** The task **
Below are some records; output all of them exactly as they read.

*** Material provided ***

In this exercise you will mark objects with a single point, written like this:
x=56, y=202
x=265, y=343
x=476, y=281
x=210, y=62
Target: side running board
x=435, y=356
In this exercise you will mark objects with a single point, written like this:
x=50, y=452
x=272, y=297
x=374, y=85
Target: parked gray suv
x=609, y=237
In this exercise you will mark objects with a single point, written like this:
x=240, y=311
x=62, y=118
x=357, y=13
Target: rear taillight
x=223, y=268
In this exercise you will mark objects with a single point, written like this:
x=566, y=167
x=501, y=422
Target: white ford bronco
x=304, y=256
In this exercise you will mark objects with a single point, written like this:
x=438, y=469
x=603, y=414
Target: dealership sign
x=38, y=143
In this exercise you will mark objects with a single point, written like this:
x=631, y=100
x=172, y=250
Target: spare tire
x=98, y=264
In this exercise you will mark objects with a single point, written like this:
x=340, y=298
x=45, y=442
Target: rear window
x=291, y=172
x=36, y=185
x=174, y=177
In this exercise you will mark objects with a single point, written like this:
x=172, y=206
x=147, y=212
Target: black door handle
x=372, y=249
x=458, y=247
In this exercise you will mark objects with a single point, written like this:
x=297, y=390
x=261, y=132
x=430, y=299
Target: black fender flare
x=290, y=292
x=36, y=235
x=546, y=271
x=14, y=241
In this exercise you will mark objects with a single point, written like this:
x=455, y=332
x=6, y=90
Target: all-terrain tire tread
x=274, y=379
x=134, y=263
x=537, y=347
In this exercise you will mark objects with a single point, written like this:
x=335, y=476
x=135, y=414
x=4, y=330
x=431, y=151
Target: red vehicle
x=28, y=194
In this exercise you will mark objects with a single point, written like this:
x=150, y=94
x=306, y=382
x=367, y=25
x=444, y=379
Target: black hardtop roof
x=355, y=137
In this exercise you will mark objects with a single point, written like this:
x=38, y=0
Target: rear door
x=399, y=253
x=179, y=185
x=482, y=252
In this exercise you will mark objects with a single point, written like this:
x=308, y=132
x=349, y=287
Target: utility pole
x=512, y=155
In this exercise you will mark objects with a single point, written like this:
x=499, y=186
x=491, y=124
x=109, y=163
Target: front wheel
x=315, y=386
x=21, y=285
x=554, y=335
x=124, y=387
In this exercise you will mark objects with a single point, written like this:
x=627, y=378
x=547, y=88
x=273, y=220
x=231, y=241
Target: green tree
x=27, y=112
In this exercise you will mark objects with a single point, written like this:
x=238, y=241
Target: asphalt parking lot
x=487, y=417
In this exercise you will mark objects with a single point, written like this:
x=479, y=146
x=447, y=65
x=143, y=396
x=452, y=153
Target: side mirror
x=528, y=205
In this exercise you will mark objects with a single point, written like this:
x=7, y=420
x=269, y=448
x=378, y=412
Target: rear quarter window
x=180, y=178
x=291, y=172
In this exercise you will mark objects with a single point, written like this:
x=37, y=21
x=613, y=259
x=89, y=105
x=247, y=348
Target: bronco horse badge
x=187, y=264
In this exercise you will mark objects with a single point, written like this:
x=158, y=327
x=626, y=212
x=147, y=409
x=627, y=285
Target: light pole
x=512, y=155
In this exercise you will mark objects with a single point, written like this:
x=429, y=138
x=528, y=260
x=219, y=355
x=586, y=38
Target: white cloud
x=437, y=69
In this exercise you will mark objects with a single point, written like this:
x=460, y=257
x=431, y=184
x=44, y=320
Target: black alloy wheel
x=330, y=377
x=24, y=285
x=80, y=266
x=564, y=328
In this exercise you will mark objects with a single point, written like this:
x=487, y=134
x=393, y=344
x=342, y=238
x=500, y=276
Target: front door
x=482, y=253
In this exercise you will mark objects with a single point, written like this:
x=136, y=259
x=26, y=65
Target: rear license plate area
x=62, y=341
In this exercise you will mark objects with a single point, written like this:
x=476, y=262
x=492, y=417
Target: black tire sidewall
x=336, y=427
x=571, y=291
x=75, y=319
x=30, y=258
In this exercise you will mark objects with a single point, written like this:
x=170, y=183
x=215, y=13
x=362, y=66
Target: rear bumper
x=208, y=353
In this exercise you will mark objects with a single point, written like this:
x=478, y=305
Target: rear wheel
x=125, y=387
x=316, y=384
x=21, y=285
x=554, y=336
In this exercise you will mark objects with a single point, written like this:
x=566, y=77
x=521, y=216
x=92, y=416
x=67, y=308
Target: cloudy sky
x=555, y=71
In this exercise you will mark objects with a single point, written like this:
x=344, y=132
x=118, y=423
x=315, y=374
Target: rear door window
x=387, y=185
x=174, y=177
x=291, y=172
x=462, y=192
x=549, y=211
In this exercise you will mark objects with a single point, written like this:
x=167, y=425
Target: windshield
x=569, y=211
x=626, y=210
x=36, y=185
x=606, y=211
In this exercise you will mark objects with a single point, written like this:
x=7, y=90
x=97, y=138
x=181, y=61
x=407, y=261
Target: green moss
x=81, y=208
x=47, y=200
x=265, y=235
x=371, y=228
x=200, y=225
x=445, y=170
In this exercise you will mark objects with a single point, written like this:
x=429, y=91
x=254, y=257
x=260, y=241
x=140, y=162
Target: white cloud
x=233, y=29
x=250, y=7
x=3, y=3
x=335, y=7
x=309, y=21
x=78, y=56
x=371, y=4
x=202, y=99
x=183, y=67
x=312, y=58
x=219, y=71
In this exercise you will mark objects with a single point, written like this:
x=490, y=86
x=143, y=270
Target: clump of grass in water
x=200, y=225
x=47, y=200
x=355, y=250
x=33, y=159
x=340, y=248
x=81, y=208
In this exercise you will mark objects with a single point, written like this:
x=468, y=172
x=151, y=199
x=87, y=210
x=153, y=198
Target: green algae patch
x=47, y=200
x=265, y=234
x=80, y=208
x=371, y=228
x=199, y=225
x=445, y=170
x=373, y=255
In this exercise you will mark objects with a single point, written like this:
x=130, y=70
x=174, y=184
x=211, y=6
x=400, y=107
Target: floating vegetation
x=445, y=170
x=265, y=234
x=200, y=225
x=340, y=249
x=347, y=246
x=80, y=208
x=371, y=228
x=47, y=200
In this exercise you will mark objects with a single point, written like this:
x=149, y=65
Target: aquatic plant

*** End of Material provided ***

** Solution **
In this exercise you will mark objects with a single point, written like this:
x=56, y=202
x=265, y=343
x=476, y=281
x=210, y=62
Target: side running board
x=435, y=356
In this exercise you will mark objects with a single point, written like this:
x=50, y=452
x=272, y=297
x=374, y=85
Target: parked gray suv
x=609, y=237
In this exercise you will mark objects with a single point, written like this:
x=240, y=311
x=62, y=118
x=357, y=13
Target: rear taillight
x=223, y=268
In this exercise you will mark objects with a single point, written like this:
x=566, y=167
x=501, y=422
Target: white ford bronco
x=304, y=256
In this exercise you will mark objects with a single point, written like this:
x=438, y=469
x=603, y=414
Target: dealership sign
x=38, y=143
In this exercise you will mark objects with a single point, written like this:
x=631, y=100
x=172, y=250
Target: spare tire
x=98, y=264
In this exercise you will mark objects with a single point, written like this:
x=340, y=298
x=45, y=442
Target: rear window
x=291, y=172
x=36, y=185
x=174, y=177
In this exercise you will mark objects with a single point, written like this:
x=172, y=206
x=147, y=212
Target: black door handle
x=372, y=249
x=458, y=247
In this exercise you will mark objects with a single point, written like this:
x=297, y=390
x=261, y=132
x=430, y=299
Target: black fender flare
x=290, y=292
x=36, y=235
x=546, y=271
x=14, y=241
In this exercise you will mark objects with a single point, written like this:
x=455, y=332
x=6, y=90
Target: all-terrain tire tread
x=274, y=379
x=134, y=263
x=537, y=347
In this exercise you will mark objects with a single point, written like this:
x=335, y=476
x=135, y=414
x=4, y=330
x=431, y=151
Target: red vehicle
x=28, y=194
In this exercise you will mark objects with a single point, written like this:
x=150, y=94
x=306, y=382
x=367, y=25
x=444, y=379
Target: black hardtop roof
x=355, y=137
In this exercise you will mark objects with a single point, written like this:
x=38, y=0
Target: rear door
x=399, y=253
x=179, y=185
x=482, y=252
In this exercise you will mark objects with a single point, written like this:
x=308, y=132
x=349, y=287
Target: utility pole
x=512, y=155
In this exercise you will mark objects with a single point, written like this:
x=499, y=186
x=491, y=124
x=109, y=163
Target: front wheel
x=315, y=386
x=21, y=285
x=554, y=335
x=124, y=387
In this exercise you will mark objects with a single point, written like this:
x=627, y=378
x=547, y=88
x=273, y=220
x=231, y=241
Target: green tree
x=27, y=112
In this exercise you will mark objects with a single point, written like this:
x=238, y=241
Target: asphalt parking lot
x=487, y=417
In this exercise you will mark objects with a single point, written like this:
x=479, y=146
x=447, y=65
x=143, y=396
x=452, y=153
Target: side mirror
x=528, y=205
In this exercise you will mark objects with a single point, written like this:
x=7, y=420
x=269, y=448
x=378, y=412
Target: rear quarter window
x=180, y=178
x=291, y=172
In this exercise you will mark objects with a single point, written like this:
x=37, y=21
x=613, y=259
x=89, y=105
x=247, y=348
Target: bronco horse badge
x=187, y=264
In this exercise you will mark objects with a single point, written like this:
x=158, y=327
x=626, y=212
x=147, y=409
x=627, y=285
Target: light pole
x=512, y=155
In this exercise you will mark objects with a single point, written like this:
x=429, y=138
x=528, y=260
x=219, y=355
x=586, y=38
Target: white cloud
x=437, y=69
In this exercise you will mark objects with a single point, written like this:
x=460, y=257
x=431, y=184
x=44, y=320
Target: black alloy wheel
x=330, y=377
x=24, y=285
x=80, y=266
x=564, y=328
In this exercise you will mark objects with a single point, written like this:
x=487, y=134
x=393, y=344
x=342, y=238
x=500, y=276
Target: front door
x=482, y=253
In this exercise you will mark objects with a single point, written like this:
x=136, y=259
x=26, y=65
Target: rear license plate area
x=62, y=341
In this exercise you will mark objects with a single point, written like this:
x=476, y=262
x=492, y=417
Target: black tire sidewall
x=336, y=427
x=571, y=291
x=75, y=319
x=30, y=258
In this exercise you will mark objects with a single point, written like this:
x=170, y=183
x=215, y=13
x=362, y=66
Target: rear bumper
x=208, y=353
In this exercise you will mark objects with a single point, written like this:
x=478, y=305
Target: rear wheel
x=125, y=387
x=316, y=384
x=21, y=285
x=554, y=336
In this exercise you will mark objects with a single point, written like this:
x=566, y=77
x=521, y=216
x=92, y=416
x=67, y=308
Target: cloudy sky
x=555, y=71
In this exercise you will mark objects with a single point, written like this:
x=344, y=132
x=118, y=423
x=315, y=374
Target: rear door window
x=387, y=185
x=174, y=177
x=291, y=172
x=462, y=192
x=549, y=211
In this exercise you will mark objects with a single point, written like this:
x=167, y=425
Target: windshield
x=569, y=211
x=626, y=210
x=36, y=185
x=606, y=211
In this exercise you will mark objects with a single point, written like this:
x=7, y=90
x=97, y=138
x=181, y=61
x=407, y=261
Target: green moss
x=81, y=208
x=47, y=200
x=265, y=235
x=371, y=228
x=200, y=225
x=445, y=170
In this exercise you will mark objects with a single point, written like this:
x=429, y=91
x=254, y=257
x=260, y=241
x=140, y=162
Target: white cloud
x=233, y=29
x=250, y=7
x=3, y=3
x=335, y=7
x=309, y=21
x=78, y=56
x=371, y=4
x=202, y=99
x=183, y=67
x=312, y=58
x=219, y=71
In this exercise you will mark objects with a single point, written like this:
x=490, y=86
x=143, y=270
Target: clump of grass in water
x=200, y=225
x=47, y=200
x=355, y=250
x=33, y=159
x=340, y=248
x=81, y=208
In this exercise you will mark objects with a single point, written like this:
x=468, y=172
x=151, y=199
x=87, y=210
x=153, y=198
Target: green algae patch
x=47, y=200
x=265, y=234
x=80, y=208
x=371, y=228
x=199, y=225
x=445, y=170
x=373, y=255
In this exercise you will mark objects with a single point, written like this:
x=130, y=70
x=174, y=184
x=211, y=6
x=400, y=107
Target: floating vegetation
x=445, y=170
x=265, y=234
x=200, y=225
x=340, y=249
x=347, y=246
x=80, y=208
x=371, y=228
x=47, y=200
In this exercise you will mark objects with a single point, written like this:
x=149, y=65
Target: aquatic plant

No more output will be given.